··· Extrait ···

L’approche est intelligente par la façon qu’elle montre que le stéréotype de la femme forte ne s’arrête pas simplement à celui d’une carriériste acariâtre. Sans aucun doute, Bernadette souhaite rester une figure politique influente en tant que conseillère générale de la Corrèze, mais elle fait aussi des efforts pour être une épouse supportante ainsi qu’une mère attentionnée. Elle n’est pas parfaite, certes, c’est pourtant là que réside son charme (de mon point de vue, ce qui est parfait à la possibilité d’apprendre et de s’adapter sans cesse; pas de ne jamais avoir à changer).
J’effleure à peine la réalisation, car elle est quasiment impeccable et les petites erreurs de parcours sont trop peu nombreuses et trop peu importantes. Je ne sais pas pourquoi, mais maintenant quand je vois « Warner BROS. », j’en prends gage de qualité.
Le long métrage que constitue Bernadette procure une expérience plus que satisfaisante (dont un running gag avec Sarkozy, à mon avis, tout simplement hilarant). L’histoire maintient une balance constante entre le drame et la comédie sans jamais que les deux genres cinématographiques ne jurent ensemble; il en va de même pour le jeu des acteurs qui sont dirigés de façon à ce que l’on puisse aisément croire à l’éventail d’émotions qu’iels ont à nous offrir. En revanche, le film ne se cache pas du tout de son côté loufoque; sans tomber dans l’excès, le public est ramené devant un quatrième mur brisé rappelant que le spectacle se déroulant sous leurs yeux n’est qu’une fiction, et non un documentaire.
Un point demeure pourtant. Le film se termine et les amitiés sont belles, mais qu’en est-il de l’amour ou de la beauté de l’union? En effet, les sentiments amoureux sont quasiment exclusivement prétextes à de la tristesse, de la mélancolie ou de la déception. Habilement, on laisse planer que tout le politique n’est rien face aux relations personnelles. Dans une des premières scènes, Jacques mentionne que la fidélité est une qualité importante, ce à quoi Bernadette glousse avec dédain (ne vous inquiétez pas Madame Chirac. Il y en a pour qui ça compte encore pour vrai). Comme on dit : on ne change pas les autres, en attendant, on peut juste continuer à se concentrer sur soi, et c’est précisément ce que fait Bernadette.

···

→ Consignes:
1: D'après l'extrait, quelle fonction politique Bernadette souhaite-t-elle conserver ?
2: Mettez à jour le passage de l'extrait qui s'ouvre sur les mots « J’effleure à peine » et se termine par « gage de qualité. », en remplaçant « impeccable » par « irréprochable ».

··· Données ···

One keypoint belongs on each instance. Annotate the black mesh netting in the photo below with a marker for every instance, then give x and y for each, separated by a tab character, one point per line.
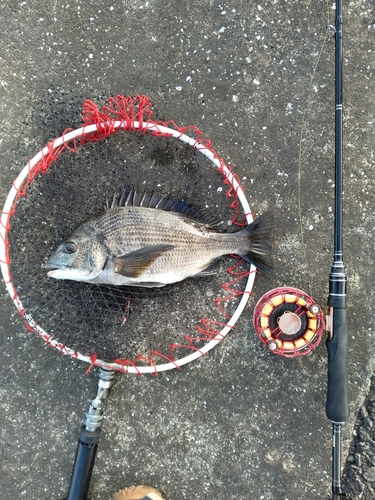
116	322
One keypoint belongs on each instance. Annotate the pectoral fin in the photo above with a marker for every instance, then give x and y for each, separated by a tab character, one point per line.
133	264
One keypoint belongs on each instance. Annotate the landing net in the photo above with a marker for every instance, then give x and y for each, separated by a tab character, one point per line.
67	182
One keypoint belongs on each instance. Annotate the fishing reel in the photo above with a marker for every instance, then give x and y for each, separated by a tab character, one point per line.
288	322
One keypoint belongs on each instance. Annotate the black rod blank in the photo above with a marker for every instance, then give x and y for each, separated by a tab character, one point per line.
337	345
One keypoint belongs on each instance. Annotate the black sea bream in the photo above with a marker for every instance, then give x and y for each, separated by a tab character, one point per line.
149	241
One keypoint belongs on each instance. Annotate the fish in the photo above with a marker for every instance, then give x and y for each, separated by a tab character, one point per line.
151	241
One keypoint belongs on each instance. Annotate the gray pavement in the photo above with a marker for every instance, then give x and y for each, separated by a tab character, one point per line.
258	79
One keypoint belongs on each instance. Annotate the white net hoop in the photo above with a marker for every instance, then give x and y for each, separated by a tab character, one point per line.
9	207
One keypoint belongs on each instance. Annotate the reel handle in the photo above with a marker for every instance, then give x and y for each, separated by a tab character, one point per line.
337	394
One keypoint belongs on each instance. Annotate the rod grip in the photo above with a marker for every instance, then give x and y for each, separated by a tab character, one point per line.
337	391
83	464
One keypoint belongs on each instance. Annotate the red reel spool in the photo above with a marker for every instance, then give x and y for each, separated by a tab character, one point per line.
289	322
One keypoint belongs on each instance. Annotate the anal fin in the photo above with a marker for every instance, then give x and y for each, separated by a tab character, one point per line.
212	269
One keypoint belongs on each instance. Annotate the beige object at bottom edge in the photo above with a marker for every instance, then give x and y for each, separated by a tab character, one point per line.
137	493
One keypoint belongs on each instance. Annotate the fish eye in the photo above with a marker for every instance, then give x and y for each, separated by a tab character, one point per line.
70	247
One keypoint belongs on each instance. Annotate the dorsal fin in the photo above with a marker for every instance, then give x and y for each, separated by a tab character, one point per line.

···

→ Réponses:
1: Celle de conseillère générale de la Corrèze.

2:
J’effleure à peine la réalisation, car elle est quasiment irréprochable et les petites erreurs de parcours sont trop peu nombreuses et trop peu importantes. Je ne sais pas pourquoi, mais maintenant quand je vois « Warner BROS. », j’en prends gage de qualité.